CHALLENGE 1:
In the exclamation thread, rewrite the paragraph beginning "Zip that lip!" as one shorter sentence that keeps its meaning.
CHALLENGE 2:
Continue the exclamation thread from its last post, adding a few more posts in the same style.

── PASSAGE TO READ ──

Moses! Moooooossseeeessss!!


----------



## Addison

Not that switch!


----------



## Sparkie

Of all the..!


----------



## Scribble

Poppycock!


----------



## Addison

Quiet down!


----------



## Sparkie




----------



## Addison

Save the king!


----------



## CupofJoe

Turn and face me you cur!


----------



## Addison

{toilet flushes} "Uh oh!"


----------



## Ireth

Viva la vida!


----------



## Addison

"Watch out!"


----------



## The Construct

XYLOPHONE!

...Don't loot at me like that, X is hard.


----------



## Addison

You know that's right!


----------



## Scribble

Zip that lip! I've heard enough of you!


----------



## Addison

All hail the book store!


----------



## Scribble

Buffalo chips!

───
── DATA SUPPLIED ──

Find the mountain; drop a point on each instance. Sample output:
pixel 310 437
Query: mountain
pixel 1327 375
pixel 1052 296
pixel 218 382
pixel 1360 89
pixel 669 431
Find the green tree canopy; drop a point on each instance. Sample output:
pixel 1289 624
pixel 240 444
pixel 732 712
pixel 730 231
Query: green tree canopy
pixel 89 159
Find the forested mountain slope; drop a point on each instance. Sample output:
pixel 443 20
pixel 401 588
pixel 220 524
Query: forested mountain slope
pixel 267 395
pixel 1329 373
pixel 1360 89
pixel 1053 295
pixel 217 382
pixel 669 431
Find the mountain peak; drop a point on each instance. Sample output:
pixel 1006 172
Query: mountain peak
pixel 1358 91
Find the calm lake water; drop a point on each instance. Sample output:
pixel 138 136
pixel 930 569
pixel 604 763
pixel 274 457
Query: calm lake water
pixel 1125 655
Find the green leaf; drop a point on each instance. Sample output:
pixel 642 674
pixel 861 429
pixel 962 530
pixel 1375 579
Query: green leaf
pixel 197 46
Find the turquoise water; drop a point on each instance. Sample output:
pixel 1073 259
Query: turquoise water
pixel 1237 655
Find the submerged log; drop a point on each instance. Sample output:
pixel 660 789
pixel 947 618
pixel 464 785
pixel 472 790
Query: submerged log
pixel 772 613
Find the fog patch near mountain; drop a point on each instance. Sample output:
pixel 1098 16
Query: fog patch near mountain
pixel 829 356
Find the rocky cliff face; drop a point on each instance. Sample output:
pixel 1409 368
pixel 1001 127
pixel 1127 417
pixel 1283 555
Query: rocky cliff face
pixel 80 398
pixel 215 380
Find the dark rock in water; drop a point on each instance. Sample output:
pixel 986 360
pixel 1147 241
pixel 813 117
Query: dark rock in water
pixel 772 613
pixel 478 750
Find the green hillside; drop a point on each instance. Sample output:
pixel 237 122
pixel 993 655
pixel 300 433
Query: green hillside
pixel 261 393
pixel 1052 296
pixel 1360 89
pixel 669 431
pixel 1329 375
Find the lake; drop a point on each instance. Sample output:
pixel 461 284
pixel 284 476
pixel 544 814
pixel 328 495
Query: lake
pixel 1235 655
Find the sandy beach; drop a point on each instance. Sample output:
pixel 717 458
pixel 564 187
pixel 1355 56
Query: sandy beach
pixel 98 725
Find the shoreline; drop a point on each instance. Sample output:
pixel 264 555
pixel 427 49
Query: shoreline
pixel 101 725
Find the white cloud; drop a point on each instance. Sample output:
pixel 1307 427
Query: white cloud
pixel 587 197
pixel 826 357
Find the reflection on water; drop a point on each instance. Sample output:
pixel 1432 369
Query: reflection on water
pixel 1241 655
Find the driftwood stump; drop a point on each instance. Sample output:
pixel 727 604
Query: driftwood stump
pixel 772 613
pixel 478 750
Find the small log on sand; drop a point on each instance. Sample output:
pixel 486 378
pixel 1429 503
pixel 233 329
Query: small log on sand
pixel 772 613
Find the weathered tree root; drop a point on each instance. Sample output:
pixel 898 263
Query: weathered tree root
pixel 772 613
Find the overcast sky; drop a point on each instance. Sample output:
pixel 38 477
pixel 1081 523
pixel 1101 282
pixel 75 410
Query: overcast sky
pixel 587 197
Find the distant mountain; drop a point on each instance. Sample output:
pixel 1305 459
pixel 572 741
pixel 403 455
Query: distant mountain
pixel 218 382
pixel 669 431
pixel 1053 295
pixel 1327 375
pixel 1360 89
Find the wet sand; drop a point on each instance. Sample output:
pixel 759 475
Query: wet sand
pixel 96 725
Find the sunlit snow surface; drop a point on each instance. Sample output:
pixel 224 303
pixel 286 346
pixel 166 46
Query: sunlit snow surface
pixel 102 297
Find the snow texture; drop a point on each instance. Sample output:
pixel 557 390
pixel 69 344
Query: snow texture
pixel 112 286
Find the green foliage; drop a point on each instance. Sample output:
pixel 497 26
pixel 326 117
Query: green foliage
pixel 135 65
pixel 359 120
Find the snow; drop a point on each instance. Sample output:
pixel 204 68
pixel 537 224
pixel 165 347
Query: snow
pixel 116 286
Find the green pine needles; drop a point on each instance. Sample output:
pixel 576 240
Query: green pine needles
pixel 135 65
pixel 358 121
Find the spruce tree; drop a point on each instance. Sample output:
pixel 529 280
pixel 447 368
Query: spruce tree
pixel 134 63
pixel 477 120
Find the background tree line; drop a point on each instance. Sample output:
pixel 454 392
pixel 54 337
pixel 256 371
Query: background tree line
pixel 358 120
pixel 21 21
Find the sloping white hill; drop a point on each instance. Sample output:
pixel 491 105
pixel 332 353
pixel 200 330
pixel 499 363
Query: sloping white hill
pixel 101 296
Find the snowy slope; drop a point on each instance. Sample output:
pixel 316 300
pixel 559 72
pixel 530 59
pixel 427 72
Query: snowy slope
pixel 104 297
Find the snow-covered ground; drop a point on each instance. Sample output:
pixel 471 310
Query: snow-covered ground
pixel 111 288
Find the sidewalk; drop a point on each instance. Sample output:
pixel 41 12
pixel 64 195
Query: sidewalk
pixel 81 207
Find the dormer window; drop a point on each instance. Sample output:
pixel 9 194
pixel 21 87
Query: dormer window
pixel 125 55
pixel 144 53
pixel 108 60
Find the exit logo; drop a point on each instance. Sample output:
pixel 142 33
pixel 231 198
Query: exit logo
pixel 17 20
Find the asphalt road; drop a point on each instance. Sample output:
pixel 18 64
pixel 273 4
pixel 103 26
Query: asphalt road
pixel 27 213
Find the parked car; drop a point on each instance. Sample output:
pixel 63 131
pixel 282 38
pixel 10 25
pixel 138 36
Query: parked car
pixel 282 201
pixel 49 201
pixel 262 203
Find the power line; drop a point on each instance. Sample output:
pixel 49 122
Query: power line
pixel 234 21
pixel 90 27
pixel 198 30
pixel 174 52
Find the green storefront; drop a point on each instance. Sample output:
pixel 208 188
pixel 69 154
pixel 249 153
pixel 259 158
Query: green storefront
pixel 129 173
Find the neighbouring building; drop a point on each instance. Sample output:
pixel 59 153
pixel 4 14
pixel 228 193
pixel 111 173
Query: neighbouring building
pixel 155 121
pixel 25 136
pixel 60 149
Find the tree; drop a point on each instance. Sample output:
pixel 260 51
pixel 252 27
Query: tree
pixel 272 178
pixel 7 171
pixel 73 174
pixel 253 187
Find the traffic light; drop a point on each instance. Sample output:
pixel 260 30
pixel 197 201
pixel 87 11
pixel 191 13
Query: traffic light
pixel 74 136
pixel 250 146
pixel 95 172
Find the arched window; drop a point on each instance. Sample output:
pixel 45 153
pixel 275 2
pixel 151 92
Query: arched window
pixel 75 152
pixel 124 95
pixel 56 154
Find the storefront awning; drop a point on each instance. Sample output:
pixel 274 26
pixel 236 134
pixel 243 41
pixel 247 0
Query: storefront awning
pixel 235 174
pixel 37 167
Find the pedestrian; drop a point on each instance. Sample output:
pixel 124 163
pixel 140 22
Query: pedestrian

───

TASK RESPONSE 1:
Be quiet, because I've had enough of you.

TASK RESPONSE 2:
----------



## Addison

Chocolate!


----------



## Ireth

Dag-nabbit!


----------



## Addison

Enough of the drama!


----------



## Ireth

Fine, have it your way!


----------



## Addison

Great job!


----------



## Ireth

Hellooooo, Nurse!


----------



## Scribble

Inconceivable! (been waiting for that!)


----------



## Addison

Just do it!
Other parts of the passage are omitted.